_Text to read_:

========================

How do we know black people are offended by the terminology of midi clocks ?

------
nowandlater
“We are what we always were in Salem, but now the little crazy children are
jangling the keys of the kingdom, and common vengeance writes the law!”

― Arthur Miller, The Crucible

------
TAForObvReasons
Some tools already do this. Reason switched in 2017:
[https://www.reasonstudios.com/en/reason/updates/release-
note...](https://www.reasonstudios.com/en/reason/updates/release-notes)

> Reason 10.0.1 / Reason Essentials 10.0.1 Release Notes

> ReWire master/mixer and slave/device is now always referred to as "host" and
> "device"

------
rrradical
A lot of the other comments here seem absurd to me. We should all be able to
imagine terminology that would be repulsive. (I.e., imagine if some tech term
or project name were a racial slur. Would you really argue against changing
it?). So yea, there's a line to draw somewhere; we can't say every technical
term is immune from critique.

========================

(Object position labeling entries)

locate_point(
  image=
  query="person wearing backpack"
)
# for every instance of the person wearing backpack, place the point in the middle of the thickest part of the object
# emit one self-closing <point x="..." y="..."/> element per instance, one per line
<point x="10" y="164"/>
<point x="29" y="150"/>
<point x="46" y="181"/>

========================

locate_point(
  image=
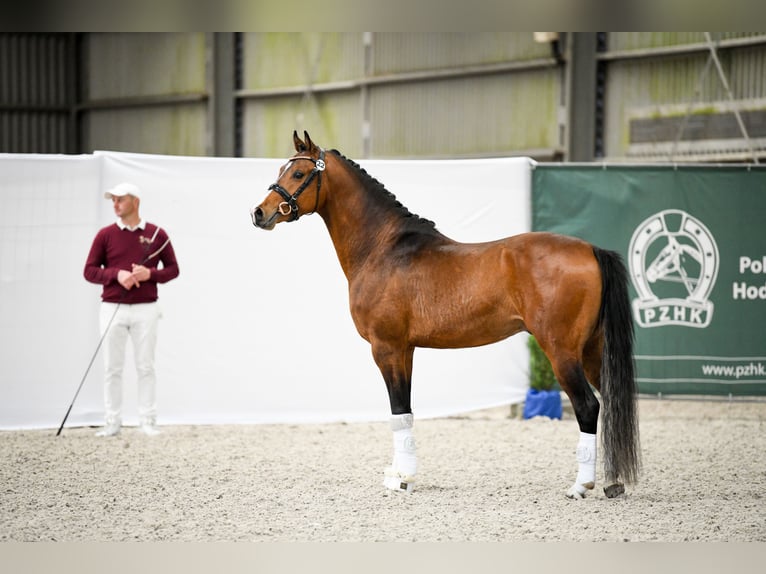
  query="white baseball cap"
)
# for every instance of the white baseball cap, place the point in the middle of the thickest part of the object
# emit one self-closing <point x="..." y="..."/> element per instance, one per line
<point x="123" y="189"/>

========================

_Requirement_:
Carry on the forum thread above about MIDI clock terminology, picking up right after its last sentence.

_Answer below_:
So then the argument is that in this particular case it's just not a big deal
and people shouldn't be upset about it. Well, if you're saying that, I'm going
to go out on a limb and guess that your recent ancestors didn't have to deal
with slavery!

What percentage of people in tech are Black? Some single digit percentage?
What if tech were 95% Black? Would we really say master/slave? Of course not.
That wording has a lot of baggage for some people! So even if 9 out of 10
people don't have a problem with the word and see this as a PC slippery slope,
that doesn't mean the minority is wrong to request changes. It's not difficult
to change the terminology, and it helps some people, so why fight it.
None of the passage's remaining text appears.